_AUFGABE_
Unter welcher Überschrift fasst «Argumenti i Fakti» laut dem Lehrtext «Amerikas Tschetschenien» die Gründe zusammen?

Amerikas Tschetschenien

Die gegenwärtige Moskauer Reisediplomatie trägt befremdend behäbige Züge. Präsident Jelzins Sonderbeauftragter, der frühere Ministerpräsident Viktor Tschernomyrdin reist von Belgrad nach Moskau, von Moskau nach New York; der Aussenminister Russlands, Igor Iwanow, versichert der russischen Bevölkerung im Fernsehen, er sei mit allem einverstanden, es gehe voran. US-Präsident Bill Clinton beharrt nach dem Gespräch mit Tschernomyrdin darauf, Milosevic durch die Nato kontrollieren zu wollen. Tschernomyrdin seinerseits, nach Moskau zurückgekehrt, erklärt, «die Arbeit» gehe weiter. Am Ende hat man doch nur geredet.
Dem westlichen Blick müssen diese Aktivitäten rätselhaft erscheinen. Welchen Sinn sie aus russsischer Sicht haben, eröffnet ein Blick auf die russische Presse. Die letzte Ausgabe von «Argumenti i Fakti», mit hoher Auflage und populärer Aufmachung gewissermassen der «Spiegel» fürs gebildete russische Gemüt, bringt die Gründe unter der Überschrift «Für Amerika ist Jugoslawien, was Tschetschenien für Russland ist» auf den Punkt.
Die Parallelen bestehen nach Ansicht des Blattes:
• in dem Irrtum der politischen Führungen, die sich von ihren Militärs weismachen liessen, den Krieg in ein paar Stunden erledigen zu können;
• in dem Irrtum, den einmal begonnenen Krieg durch Ausweitung der Angriffe und des Waffenarsenals gewinnen zu können.
• Früher oder später werde es grosse Antikriegs-Demonstrationen geben wie zu Zeiten Vietnams, wie im Fall des tschetschenischen Krieges. Auf solche Bewegungen müssten die USA sich jetzt gefasst machen.
• Obwohl er anfangs umstritten gewesen sei, werde Slobodan Milosevic durch die Bombardierung zum Helden wie in Tschetschenien seinerzeit Präsident Tschochar Dudajew. Selbst wenn Milosevic getötet werde, könne das seinen Mythos nur steigern.
• Auch wenn der «offizielle» Krieg einmal beendet sei, würde Europa und Amerika der Terrorismus, der aus diesem Krieg folge, noch lange zu schaffen machen.
Einen Grund, militärische Hilfe an Jugoslawien zu leisten, resümiert das Blatt, gebe es für Russland nicht, und was Amerika betreffe, so müsse es selbst mit seinem Problem fertig werden. «Jetzt ist die Reihe an uns, die Ruhe zu bewahren», konstatiert die Zeitung trocken und zitiert zur Illustration einen nicht genannten, «hoch gestellten» Diplomaten mit den Worten: «Mögen sich die Amerikaner an Jugoslawien die Zähne ausbeissen, man darf sie keineswegs dabei stören; dann werden sie endlich begreifen, dass nicht alles in der Welt nach ihrem Diktat abläuft.»

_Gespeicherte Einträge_
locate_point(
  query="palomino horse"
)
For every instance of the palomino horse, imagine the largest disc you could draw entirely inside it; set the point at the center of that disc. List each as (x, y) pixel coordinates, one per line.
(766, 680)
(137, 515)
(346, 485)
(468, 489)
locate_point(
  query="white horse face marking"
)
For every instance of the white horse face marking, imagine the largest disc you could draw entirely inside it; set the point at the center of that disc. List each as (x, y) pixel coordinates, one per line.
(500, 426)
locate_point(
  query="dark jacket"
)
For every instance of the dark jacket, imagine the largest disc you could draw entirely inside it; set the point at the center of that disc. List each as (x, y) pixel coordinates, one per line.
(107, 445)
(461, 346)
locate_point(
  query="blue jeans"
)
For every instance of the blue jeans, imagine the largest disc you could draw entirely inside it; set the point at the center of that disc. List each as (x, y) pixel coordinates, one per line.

_LÖSUNG_
«Für Amerika ist Jugoslawien, was Tschetschenien für Russland ist»